What you are asked to do: Write out the material below as a numbered list, leaving out any blank lines and every picture.

■ ■ ■ ■ ■

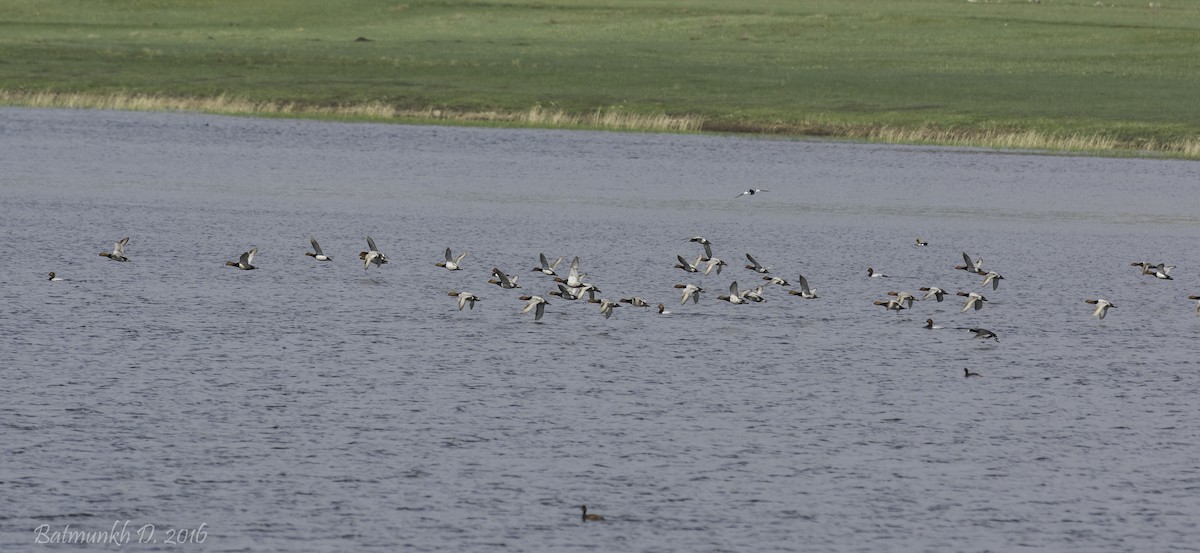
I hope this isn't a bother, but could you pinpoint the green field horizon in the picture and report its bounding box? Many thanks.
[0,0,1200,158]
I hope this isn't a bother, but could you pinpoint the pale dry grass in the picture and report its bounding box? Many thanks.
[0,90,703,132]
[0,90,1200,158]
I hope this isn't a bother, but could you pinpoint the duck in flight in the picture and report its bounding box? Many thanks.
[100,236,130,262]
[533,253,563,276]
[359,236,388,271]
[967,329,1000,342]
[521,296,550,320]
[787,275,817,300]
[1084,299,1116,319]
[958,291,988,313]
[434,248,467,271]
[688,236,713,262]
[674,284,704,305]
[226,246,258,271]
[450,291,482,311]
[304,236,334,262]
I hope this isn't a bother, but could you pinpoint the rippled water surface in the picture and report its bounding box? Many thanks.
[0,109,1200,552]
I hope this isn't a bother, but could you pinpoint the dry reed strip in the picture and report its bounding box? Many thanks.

■ ■ ■ ■ ■

Response:
1. I hope this isn't a bother, but could you pinpoint the green field horizon in the picture and report its bounding box? Many thanks.
2. [0,0,1200,158]
3. I hope this isn't a bother, but could you pinpoint the pale dry grass in the picture and report its bounding box? Many thanks.
4. [0,90,703,132]
5. [0,90,1200,158]
6. I hope this isn't a bother, but could you pinpoint the duck in flight in the picture and report its bounding box? Many thanks.
7. [100,236,130,262]
8. [533,253,563,276]
9. [359,236,388,271]
10. [967,329,1000,342]
11. [521,296,550,320]
12. [787,275,817,300]
13. [1084,299,1116,319]
14. [958,291,988,313]
15. [434,248,467,271]
16. [688,236,713,262]
17. [674,284,704,305]
18. [226,246,258,271]
19. [450,291,482,311]
20. [304,236,334,262]
21. I hope this isn't a bother, but could you pinpoint the rippled water surface in the picture and report its bounding box? Many thanks.
22. [0,109,1200,552]
23. I hope this isn't a bother, but could you pinpoint the dry reed strip in the picture and report its bounding box? Many thanks.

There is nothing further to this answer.